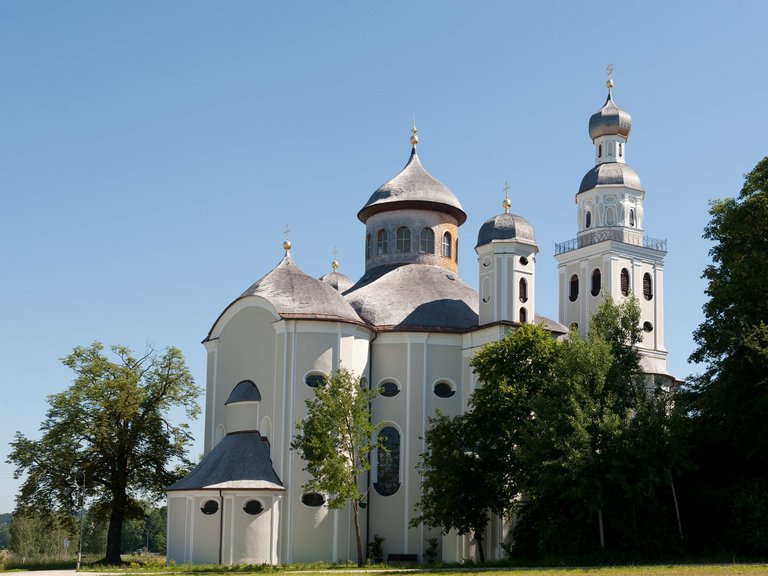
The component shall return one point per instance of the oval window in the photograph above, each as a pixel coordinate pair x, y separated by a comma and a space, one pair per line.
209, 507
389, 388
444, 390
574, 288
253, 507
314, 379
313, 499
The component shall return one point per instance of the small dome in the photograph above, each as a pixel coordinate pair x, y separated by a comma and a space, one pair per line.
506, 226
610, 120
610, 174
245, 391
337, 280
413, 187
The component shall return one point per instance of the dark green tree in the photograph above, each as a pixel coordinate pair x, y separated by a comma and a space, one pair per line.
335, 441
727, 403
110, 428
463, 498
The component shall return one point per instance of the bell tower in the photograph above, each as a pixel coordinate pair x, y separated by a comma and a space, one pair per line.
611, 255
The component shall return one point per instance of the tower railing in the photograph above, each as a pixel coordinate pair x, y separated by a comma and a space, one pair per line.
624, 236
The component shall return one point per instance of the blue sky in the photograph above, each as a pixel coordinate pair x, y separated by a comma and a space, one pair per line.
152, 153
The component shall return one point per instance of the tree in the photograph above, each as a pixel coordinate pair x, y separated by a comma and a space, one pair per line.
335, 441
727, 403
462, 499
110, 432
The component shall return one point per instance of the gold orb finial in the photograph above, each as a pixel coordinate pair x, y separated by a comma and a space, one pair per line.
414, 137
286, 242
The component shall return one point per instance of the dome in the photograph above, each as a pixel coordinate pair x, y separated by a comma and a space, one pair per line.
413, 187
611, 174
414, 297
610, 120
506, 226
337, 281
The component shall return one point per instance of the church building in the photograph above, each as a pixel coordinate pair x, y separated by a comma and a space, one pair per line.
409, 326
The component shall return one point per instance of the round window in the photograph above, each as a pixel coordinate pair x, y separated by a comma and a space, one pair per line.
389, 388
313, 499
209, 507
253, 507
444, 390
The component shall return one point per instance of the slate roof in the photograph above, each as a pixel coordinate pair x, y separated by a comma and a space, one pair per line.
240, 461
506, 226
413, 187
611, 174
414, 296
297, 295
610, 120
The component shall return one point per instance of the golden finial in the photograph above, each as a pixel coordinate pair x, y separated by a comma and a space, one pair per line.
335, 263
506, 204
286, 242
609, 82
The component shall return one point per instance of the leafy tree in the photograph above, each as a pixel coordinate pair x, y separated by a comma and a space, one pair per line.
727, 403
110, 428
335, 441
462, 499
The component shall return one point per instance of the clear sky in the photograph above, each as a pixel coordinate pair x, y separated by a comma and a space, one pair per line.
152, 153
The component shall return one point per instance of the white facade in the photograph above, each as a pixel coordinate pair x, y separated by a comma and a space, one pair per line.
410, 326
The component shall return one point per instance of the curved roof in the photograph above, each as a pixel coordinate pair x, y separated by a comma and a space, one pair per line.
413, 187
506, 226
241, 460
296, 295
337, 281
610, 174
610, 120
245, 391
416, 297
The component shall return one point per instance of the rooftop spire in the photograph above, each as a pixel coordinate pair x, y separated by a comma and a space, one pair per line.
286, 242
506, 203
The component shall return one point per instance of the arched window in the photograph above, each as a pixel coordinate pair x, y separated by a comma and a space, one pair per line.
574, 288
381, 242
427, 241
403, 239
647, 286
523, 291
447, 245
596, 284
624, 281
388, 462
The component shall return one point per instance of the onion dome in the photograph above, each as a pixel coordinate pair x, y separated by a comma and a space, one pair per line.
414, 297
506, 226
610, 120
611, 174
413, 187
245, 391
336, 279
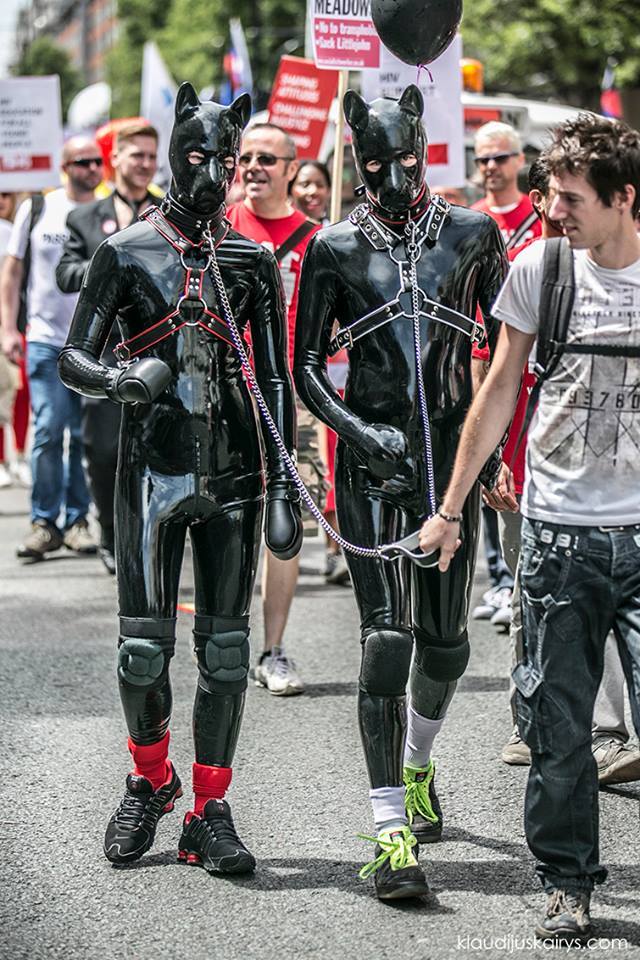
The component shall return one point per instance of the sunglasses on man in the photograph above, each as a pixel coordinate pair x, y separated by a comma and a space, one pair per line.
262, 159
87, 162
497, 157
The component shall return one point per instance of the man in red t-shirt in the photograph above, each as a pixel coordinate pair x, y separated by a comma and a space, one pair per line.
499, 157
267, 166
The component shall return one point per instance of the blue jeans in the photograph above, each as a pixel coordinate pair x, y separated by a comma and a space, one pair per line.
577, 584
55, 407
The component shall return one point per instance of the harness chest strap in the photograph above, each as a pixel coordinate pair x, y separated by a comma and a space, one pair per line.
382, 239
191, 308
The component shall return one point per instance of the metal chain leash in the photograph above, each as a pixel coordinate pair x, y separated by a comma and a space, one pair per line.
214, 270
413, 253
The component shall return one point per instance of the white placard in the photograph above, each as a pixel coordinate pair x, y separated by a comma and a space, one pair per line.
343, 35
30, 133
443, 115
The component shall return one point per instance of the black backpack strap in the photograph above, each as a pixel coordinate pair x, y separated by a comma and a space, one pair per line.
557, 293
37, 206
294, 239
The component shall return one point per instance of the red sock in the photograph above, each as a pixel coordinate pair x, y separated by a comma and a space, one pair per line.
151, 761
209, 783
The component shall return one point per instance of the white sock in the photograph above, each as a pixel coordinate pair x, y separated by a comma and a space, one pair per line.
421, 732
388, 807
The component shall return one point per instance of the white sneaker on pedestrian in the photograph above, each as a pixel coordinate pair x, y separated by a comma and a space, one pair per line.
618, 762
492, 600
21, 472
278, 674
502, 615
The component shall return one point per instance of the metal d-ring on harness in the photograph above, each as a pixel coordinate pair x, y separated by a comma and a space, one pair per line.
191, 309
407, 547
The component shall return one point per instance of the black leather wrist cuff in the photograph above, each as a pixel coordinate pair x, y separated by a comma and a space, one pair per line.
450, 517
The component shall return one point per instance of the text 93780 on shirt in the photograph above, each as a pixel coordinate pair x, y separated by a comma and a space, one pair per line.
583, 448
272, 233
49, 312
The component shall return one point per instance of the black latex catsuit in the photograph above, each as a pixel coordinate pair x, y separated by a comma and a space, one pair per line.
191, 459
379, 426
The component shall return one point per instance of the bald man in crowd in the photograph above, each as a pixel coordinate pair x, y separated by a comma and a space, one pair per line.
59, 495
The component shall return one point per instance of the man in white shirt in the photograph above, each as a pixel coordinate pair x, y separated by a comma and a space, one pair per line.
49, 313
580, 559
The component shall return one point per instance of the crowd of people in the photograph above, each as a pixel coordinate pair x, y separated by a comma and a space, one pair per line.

....

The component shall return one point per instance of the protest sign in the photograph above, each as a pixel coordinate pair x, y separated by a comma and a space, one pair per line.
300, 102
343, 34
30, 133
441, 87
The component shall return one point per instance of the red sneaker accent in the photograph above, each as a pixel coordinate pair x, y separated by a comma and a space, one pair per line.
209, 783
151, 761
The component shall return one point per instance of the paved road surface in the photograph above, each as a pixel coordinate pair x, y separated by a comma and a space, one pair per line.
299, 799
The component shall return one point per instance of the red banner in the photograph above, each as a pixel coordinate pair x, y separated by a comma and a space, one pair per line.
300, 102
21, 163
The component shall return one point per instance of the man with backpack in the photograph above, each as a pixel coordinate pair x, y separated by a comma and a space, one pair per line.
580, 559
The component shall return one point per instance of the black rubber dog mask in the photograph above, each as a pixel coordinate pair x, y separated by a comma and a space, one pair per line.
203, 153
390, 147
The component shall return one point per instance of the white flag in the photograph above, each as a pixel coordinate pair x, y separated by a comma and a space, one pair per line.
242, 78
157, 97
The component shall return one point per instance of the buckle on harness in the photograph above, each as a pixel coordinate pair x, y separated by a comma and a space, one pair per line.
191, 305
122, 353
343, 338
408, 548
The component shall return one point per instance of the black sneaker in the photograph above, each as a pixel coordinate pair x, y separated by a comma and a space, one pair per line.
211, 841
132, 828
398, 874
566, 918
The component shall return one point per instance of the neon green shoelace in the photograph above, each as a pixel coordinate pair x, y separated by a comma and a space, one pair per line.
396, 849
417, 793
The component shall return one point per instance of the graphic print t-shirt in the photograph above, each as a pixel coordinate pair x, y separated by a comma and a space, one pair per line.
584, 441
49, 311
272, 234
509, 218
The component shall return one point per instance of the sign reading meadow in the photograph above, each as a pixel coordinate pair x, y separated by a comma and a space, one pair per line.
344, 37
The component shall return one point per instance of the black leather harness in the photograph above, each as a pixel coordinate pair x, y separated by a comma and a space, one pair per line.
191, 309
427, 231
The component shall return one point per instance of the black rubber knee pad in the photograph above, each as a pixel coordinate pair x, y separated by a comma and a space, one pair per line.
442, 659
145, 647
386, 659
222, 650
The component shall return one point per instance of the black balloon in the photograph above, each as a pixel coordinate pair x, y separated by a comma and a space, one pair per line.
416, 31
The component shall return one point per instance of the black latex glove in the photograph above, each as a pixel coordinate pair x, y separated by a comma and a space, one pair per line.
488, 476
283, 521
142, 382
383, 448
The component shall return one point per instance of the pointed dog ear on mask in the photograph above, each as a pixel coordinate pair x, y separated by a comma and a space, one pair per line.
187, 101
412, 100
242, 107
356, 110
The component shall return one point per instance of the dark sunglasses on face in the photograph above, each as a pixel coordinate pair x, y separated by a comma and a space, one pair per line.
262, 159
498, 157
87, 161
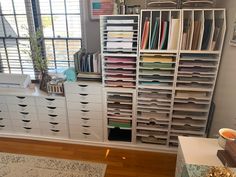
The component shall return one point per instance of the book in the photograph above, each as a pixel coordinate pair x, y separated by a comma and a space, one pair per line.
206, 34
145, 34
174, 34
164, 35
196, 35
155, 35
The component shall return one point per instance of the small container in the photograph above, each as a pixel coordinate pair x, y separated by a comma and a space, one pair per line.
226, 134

....

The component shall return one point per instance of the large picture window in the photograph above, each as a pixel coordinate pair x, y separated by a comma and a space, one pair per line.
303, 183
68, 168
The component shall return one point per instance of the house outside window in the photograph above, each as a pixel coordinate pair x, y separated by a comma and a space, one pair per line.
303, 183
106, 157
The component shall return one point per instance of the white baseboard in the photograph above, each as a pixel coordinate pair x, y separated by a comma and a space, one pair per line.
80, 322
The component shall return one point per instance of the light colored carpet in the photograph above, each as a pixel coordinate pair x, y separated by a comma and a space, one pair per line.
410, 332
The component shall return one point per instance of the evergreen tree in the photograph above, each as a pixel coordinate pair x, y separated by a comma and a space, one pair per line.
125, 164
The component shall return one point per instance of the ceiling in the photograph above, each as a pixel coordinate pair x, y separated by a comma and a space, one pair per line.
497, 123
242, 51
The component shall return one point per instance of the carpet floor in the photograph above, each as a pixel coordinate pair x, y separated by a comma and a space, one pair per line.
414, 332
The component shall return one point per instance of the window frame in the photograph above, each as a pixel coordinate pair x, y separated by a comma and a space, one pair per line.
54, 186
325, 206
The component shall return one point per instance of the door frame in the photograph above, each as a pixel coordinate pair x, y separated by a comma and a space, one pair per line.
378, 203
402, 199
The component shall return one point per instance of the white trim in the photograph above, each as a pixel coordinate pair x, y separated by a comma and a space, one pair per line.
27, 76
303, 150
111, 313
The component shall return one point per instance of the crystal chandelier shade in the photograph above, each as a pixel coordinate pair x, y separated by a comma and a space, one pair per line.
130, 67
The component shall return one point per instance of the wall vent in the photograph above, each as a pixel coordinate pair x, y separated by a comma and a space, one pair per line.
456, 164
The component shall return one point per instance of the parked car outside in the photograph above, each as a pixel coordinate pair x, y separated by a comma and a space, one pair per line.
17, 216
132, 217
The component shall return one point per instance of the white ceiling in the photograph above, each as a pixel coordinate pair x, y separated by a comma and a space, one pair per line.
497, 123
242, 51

....

*Ziel der Übung*:
Filtere aus den Einträgen oben alle Zeilen heraus, in denen das Wort „harness“ vorkommt, und schreib jede davon unverändert ab.

*Fertige Übung*:
The component shall return one point per instance of the harness chest strap in the photograph above, each as a pixel coordinate pair x, y separated by a comma and a space, one pair per line.
The component shall return one point per instance of the metal d-ring on harness in the photograph above, each as a pixel coordinate pair x, y separated by a comma and a space, one pair per line.
The component shall return one point per instance of the buckle on harness in the photograph above, each as a pixel coordinate pair x, y separated by a comma and a space, one pair per line.
The component shall return one point per instance of the black leather harness in the photograph above, each as a pixel coordinate pair x, y separated by a comma and a space, one pair per line.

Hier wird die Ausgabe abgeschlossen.